- **Task material**

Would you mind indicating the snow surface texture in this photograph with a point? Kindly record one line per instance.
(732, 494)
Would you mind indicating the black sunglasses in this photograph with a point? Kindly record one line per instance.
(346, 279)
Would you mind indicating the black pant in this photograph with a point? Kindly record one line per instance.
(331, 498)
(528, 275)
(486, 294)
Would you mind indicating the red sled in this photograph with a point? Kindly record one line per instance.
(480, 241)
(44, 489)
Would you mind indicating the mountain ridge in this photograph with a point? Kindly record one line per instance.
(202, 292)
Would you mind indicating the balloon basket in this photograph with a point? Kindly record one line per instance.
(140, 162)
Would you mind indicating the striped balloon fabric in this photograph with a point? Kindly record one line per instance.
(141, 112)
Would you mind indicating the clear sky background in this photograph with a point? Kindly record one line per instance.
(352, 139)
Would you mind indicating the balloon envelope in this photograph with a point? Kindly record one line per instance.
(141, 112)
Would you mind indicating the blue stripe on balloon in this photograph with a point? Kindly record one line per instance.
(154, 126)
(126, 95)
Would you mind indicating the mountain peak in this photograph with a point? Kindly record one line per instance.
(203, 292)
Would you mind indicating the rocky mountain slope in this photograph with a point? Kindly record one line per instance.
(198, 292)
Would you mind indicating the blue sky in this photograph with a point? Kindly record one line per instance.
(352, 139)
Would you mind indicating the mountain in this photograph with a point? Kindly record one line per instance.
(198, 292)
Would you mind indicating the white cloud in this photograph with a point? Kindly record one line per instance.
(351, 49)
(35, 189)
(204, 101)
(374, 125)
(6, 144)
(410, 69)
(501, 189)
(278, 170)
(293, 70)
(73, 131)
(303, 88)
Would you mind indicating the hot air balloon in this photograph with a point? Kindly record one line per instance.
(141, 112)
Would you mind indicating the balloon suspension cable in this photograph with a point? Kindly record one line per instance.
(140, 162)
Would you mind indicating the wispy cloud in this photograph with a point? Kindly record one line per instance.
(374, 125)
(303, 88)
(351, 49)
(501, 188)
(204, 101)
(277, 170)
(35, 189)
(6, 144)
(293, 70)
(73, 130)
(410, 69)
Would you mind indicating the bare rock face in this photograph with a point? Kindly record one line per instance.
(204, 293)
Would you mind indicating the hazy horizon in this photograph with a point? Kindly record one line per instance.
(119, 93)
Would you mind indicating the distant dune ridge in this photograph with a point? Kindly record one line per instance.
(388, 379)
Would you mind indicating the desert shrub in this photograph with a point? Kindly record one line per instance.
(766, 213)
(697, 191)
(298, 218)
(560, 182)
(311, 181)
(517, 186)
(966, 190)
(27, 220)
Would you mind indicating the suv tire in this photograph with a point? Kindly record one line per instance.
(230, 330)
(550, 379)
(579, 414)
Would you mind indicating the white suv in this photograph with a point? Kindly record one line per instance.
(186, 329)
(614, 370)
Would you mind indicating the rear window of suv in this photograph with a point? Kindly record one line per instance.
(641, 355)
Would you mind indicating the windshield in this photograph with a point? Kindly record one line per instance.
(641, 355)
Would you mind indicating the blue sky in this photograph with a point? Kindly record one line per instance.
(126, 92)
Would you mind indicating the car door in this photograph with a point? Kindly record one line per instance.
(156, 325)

- **Task details**
Please rewrite the lines above as a two-column CSV headed line_text and coordinates, with one row for each line that asks for a point and the coordinate pairs listed beneath it in the second column. Put each field in double quotes and turn any line breaks within a field into spaces.

- **The answer**
line_text,coordinates
"Would you mind indicating the snow surface texture in this photograph with a point? Kindly record one line per instance.","(732, 494)"
"Would you mind indicating the black sunglasses in this photograph with a point? Kindly record one line per instance.","(346, 279)"
"Would you mind indicating the black pant in this photograph with a point? Kindly record one line per instance.","(331, 498) (528, 275) (486, 294)"
"Would you mind indicating the red sled in this photograph with a point? Kindly record one line per instance.","(480, 241) (44, 489)"
"Would you mind indicating the mountain ridge in this photograph with a point? Kindly record one line per instance.","(202, 292)"
"Would you mind indicating the balloon basket in this photograph with a point? Kindly record one line per instance.","(140, 162)"
"Would you mind indicating the striped balloon fabric in this photograph with a point? Kindly record one line per instance.","(141, 112)"
"Would you mind indicating the clear sky background in this photograph with a point? Kindly record one line per instance.","(352, 139)"
"Would you mind indicating the balloon envelope in this photograph with a point? Kindly record one line per instance.","(141, 112)"
"Would you mind indicating the blue stripe on balloon in this photograph with a point? Kindly record one line per instance.","(154, 126) (126, 95)"
"Would you mind indicating the mountain peak in this photograph with a point? Kindly record one line per instance.","(203, 292)"
"Would you mind indicating the rocky mountain slope in this photograph with a point? Kindly record one line per instance.","(198, 292)"
"Would you mind indicating the blue sky in this photograph with a point? Kindly record one line per instance.","(352, 139)"
"Would you mind indicating the mountain in this photograph with a point? Kindly record one line per instance.","(198, 292)"
"Would you mind indicating the white cloud in this photograph with a point? Kindly record one line per instance.","(351, 49) (35, 189) (204, 101) (374, 125) (6, 144) (410, 69) (501, 189) (278, 170) (293, 70) (73, 131) (303, 88)"
"Would you mind indicating the hot air balloon in this photograph with a point? Kindly record one line per instance.","(141, 112)"
"Would you mind indicating the balloon suspension cable in this photograph with a point? Kindly record one line per instance.","(140, 162)"
"Would you mind indicating the wispy cloud in this photograph with a point? Kindly record one line per instance.","(374, 125) (303, 88) (351, 49) (501, 188) (204, 101) (277, 170) (35, 189) (6, 144) (293, 70) (73, 130) (410, 69)"
"Would you mind indicating the bare rock face in this photograph with a point? Kindly record one line per instance.","(204, 293)"
"Would you mind indicating the hazy horizon in this photograph with a point? Kindly record one line per instance.","(119, 93)"
"Would you mind indicating the distant dune ridge in this photograph with a point? Kindly record one line per instance.","(388, 379)"
"Would you mind indicating the desert shrub in this photograph with a point? Kindly record one line per instance.","(766, 213) (697, 191) (298, 218) (560, 182) (311, 181) (517, 186) (966, 190) (27, 220)"
"Would you mind indicating the suv tire in this photograph with a point? Kindly record one line per instance.","(230, 330) (550, 379) (579, 414)"
"Would you mind indicating the white suv in this photograph with a point? Kindly record one line per instance.","(186, 329) (614, 370)"
"Would you mind indicating the rear window of suv in this photograph with a point? Kindly record one line per instance.","(641, 355)"
"Would you mind indicating the windshield in this photograph with a point? Kindly record one line per instance.","(641, 355)"
"Would you mind indicating the blue sky in this photograph with a point? Kindly record one line per instance.","(126, 92)"
"Would you mind indicating the car door in this photograph with a point? Kindly record one line per instance.","(156, 325)"